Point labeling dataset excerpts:
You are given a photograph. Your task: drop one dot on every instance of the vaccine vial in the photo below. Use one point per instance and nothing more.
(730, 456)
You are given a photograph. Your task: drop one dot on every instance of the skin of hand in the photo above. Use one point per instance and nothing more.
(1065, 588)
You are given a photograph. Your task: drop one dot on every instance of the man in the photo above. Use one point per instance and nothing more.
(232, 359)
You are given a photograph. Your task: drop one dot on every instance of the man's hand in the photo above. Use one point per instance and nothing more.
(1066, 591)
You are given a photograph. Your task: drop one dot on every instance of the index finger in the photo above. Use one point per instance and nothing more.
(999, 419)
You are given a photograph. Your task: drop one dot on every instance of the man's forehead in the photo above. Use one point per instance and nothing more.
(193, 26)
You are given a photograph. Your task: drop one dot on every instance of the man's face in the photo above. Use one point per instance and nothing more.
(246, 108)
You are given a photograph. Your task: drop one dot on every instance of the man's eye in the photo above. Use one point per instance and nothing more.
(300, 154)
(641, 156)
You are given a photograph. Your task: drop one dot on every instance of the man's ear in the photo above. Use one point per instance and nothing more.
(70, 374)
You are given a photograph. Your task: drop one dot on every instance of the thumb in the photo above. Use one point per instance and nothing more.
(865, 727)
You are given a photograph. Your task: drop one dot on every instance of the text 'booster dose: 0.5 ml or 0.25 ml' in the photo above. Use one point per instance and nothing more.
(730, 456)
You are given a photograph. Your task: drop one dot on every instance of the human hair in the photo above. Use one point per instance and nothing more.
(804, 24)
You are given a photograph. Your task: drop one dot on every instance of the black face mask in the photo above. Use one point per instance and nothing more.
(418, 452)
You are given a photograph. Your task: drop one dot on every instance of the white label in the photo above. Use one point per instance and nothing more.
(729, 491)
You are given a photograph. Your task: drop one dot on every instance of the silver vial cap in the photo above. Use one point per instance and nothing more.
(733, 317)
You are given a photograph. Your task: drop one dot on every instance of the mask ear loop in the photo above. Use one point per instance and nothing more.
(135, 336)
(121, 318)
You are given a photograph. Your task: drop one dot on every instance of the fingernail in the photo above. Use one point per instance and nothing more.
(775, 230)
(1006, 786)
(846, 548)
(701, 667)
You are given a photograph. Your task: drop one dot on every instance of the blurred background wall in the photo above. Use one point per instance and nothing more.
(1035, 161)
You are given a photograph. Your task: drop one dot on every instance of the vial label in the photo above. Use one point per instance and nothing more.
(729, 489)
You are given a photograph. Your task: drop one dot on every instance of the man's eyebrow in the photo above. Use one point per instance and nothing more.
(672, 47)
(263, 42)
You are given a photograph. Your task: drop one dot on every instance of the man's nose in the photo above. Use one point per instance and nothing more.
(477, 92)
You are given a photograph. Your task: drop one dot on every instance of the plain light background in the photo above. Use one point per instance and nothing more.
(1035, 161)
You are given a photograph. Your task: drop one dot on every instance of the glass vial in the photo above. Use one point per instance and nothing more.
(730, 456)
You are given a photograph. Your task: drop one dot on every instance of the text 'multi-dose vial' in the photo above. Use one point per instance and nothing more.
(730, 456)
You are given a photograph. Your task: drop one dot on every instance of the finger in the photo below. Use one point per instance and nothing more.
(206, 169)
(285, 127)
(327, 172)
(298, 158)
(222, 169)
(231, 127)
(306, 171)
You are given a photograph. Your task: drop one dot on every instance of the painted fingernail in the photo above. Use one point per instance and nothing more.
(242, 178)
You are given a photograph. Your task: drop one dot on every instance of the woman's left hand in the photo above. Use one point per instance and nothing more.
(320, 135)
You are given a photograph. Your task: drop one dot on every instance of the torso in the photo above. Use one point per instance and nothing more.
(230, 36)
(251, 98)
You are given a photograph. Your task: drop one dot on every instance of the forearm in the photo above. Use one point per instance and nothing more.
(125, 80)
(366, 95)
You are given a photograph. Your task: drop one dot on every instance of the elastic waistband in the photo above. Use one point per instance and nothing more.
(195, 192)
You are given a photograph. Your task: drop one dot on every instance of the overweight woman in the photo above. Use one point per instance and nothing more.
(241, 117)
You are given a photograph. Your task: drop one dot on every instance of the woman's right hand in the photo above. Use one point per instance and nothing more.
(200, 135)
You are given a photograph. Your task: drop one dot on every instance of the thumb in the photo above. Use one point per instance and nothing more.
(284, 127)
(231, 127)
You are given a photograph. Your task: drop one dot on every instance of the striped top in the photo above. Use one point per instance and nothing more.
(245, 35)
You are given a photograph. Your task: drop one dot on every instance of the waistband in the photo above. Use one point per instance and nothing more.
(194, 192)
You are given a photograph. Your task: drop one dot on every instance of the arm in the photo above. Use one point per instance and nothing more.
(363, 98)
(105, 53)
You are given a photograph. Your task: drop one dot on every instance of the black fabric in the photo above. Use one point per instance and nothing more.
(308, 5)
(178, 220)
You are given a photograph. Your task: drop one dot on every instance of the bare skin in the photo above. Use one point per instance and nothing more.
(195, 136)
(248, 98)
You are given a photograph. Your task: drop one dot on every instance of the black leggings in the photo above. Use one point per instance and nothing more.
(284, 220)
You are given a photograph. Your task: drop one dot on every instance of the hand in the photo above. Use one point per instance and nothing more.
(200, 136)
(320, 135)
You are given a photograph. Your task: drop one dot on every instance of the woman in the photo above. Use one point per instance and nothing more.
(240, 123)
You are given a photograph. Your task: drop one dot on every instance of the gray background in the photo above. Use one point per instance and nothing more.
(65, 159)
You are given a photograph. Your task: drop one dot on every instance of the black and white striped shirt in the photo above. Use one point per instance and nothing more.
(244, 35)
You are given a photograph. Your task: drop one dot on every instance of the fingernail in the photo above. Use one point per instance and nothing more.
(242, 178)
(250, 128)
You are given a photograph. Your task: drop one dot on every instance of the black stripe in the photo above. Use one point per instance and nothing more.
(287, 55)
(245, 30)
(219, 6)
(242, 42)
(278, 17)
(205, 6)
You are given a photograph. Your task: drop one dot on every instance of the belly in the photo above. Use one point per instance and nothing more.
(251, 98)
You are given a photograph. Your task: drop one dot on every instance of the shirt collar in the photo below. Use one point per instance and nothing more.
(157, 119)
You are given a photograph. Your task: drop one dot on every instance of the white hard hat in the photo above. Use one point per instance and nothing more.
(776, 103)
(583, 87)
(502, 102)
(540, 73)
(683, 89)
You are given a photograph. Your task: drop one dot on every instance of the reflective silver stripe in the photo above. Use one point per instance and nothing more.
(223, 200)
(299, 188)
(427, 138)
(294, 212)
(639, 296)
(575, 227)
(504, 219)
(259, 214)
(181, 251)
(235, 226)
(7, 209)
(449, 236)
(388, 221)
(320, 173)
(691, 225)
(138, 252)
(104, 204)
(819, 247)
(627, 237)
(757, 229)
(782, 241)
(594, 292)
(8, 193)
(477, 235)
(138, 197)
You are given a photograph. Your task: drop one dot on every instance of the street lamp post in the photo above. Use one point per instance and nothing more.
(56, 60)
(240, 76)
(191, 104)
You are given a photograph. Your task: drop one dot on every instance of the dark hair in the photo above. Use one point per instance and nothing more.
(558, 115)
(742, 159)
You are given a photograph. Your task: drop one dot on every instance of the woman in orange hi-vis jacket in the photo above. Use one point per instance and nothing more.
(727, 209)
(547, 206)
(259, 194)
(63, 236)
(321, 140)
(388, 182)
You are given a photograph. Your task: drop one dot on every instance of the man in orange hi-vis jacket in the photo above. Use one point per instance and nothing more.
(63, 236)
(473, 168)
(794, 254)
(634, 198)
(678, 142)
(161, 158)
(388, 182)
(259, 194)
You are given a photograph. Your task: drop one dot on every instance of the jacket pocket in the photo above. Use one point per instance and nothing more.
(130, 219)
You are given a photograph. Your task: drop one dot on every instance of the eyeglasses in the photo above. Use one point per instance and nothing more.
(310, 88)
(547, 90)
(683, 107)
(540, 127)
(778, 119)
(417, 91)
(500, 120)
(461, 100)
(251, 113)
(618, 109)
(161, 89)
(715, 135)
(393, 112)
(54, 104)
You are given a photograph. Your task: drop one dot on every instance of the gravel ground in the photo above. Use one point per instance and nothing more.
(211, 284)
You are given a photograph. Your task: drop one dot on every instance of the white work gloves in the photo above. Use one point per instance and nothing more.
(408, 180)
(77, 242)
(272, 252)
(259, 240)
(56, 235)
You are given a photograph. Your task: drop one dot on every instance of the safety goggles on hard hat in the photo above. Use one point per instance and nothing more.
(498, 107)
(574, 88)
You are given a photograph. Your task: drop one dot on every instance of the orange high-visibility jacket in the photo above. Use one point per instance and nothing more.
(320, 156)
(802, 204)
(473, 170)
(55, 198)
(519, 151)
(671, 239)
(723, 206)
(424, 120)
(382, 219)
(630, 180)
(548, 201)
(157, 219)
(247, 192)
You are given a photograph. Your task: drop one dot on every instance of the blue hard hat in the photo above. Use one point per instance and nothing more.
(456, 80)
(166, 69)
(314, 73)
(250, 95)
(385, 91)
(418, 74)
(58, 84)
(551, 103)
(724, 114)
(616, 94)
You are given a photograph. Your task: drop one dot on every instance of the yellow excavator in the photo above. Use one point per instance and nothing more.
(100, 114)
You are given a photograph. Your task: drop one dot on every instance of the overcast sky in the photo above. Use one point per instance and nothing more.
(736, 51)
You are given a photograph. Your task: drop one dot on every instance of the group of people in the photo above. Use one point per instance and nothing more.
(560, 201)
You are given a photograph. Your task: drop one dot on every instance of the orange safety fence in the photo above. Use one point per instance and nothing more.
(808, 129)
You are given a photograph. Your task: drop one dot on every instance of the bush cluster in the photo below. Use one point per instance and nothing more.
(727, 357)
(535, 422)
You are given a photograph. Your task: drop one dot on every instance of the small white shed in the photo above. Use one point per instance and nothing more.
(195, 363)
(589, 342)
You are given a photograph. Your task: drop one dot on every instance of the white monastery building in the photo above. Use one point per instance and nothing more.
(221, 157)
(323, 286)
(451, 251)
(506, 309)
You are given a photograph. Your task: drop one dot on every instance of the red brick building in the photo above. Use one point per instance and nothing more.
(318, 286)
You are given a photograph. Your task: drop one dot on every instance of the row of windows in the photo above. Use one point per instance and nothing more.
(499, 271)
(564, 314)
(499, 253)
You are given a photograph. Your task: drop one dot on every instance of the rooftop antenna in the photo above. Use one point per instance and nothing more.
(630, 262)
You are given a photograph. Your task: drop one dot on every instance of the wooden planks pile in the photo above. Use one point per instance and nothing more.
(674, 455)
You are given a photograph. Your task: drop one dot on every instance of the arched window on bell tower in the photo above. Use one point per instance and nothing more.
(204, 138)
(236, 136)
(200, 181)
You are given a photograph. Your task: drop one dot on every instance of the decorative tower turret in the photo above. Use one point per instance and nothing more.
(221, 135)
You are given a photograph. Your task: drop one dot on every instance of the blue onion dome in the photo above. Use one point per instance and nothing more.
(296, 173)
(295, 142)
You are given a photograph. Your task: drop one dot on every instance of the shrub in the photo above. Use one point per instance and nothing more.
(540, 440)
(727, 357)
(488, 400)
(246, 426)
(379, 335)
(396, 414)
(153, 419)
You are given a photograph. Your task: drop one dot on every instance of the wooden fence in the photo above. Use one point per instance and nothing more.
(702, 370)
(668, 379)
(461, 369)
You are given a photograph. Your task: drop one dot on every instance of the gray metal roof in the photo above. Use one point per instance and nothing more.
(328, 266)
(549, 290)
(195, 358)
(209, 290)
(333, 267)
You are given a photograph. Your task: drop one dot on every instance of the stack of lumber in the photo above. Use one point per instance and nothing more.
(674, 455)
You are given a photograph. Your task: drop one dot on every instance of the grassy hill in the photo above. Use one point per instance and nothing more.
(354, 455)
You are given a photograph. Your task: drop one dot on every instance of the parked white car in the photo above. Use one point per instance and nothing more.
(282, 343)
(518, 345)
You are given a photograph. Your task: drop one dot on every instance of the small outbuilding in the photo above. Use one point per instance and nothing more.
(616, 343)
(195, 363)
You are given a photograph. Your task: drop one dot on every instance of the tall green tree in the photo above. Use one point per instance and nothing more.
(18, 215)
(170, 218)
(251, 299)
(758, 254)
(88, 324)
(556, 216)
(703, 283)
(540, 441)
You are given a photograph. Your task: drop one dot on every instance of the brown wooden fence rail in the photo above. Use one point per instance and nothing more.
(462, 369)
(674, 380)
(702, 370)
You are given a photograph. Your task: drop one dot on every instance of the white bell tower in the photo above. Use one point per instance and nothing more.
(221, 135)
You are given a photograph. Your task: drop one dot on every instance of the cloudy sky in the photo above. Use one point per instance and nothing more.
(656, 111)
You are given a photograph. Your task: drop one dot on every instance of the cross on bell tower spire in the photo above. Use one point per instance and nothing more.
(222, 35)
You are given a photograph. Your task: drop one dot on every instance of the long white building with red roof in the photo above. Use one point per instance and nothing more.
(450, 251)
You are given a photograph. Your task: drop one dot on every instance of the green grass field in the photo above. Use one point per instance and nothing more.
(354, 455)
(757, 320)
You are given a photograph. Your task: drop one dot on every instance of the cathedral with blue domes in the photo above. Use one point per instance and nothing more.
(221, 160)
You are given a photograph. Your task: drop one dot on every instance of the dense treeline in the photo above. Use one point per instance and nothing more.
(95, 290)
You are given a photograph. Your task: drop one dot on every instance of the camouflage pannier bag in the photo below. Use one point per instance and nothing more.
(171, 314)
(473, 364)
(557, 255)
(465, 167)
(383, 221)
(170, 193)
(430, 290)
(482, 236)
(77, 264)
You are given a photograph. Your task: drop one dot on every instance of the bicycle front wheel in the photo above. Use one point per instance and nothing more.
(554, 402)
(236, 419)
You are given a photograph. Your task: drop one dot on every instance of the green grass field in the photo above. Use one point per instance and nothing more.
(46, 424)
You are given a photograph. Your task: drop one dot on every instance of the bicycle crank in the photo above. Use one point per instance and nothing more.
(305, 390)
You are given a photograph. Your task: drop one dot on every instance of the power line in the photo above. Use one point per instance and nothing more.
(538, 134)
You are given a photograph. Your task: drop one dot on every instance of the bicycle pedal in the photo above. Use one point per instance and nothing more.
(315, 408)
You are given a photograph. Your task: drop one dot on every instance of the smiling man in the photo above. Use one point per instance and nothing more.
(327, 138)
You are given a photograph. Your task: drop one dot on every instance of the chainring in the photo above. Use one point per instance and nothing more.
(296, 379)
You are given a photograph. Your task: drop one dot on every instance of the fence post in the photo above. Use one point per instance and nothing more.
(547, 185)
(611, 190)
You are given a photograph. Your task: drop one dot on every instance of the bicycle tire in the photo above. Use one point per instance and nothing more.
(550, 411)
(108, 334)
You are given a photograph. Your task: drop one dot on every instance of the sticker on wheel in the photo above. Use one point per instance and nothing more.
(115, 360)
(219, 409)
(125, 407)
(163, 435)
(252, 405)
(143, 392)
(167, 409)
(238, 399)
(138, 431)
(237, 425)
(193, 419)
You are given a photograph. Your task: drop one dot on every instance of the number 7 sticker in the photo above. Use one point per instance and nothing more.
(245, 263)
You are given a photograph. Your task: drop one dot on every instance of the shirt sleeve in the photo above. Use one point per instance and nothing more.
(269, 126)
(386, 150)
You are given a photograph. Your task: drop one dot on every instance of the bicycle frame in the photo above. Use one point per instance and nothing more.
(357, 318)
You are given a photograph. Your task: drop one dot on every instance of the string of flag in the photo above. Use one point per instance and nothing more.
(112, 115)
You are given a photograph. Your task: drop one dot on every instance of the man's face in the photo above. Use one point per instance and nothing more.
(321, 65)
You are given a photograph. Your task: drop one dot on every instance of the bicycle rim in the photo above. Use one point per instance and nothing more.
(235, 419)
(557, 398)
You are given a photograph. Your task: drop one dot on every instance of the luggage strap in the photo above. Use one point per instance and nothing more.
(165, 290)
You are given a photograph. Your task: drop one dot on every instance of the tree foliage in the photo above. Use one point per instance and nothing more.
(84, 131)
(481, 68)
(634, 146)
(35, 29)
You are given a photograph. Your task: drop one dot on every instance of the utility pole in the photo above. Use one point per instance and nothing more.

→ Task: From the line with "of the string" to the last line of the material, give every line again exactly, and only those lines.

→ Exercise answer:
You are given a photograph. Your task: drop one dot on every instance of the string of flag in the photo above. Use one point per instance and nothing more.
(112, 115)
You are given a photograph. Your task: drop one dot on every instance of the man's face in the photo above. Use one point per instance and nothing more.
(321, 65)
You are given a photograph. Your task: drop one dot on every instance of the bicycle rim in the photo above. Use one point per instance and nothing more.
(235, 419)
(557, 398)
You are given a photograph. Your task: drop one dot on every instance of the luggage strap in the photo above. Use one point per instance and nothing more.
(165, 290)
You are given a photograph. Your task: drop one dot on every instance of the tree foliage in the photo above. Use one point per instance and nothing more.
(84, 131)
(481, 68)
(634, 146)
(35, 29)
You are given a photograph. Your task: drop one dot on every instance of the utility pole in the photo above. Use one point per instance and nothing more.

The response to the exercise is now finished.